(Data records)
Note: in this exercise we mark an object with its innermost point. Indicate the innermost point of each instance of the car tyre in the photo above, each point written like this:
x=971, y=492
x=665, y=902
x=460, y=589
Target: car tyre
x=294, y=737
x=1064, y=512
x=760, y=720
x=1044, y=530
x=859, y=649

PROBLEM TO SOLVE – Reproduce the data exactly. Keep every line intact.

REPLY TO THE TASK –
Note: in this exercise we mark an object with its innermost point. Indicate the innermost point of each instance of the car tyre in the photo above, each point written like this:
x=971, y=492
x=665, y=902
x=460, y=589
Target: car tyre
x=294, y=737
x=1064, y=512
x=760, y=720
x=1044, y=530
x=859, y=649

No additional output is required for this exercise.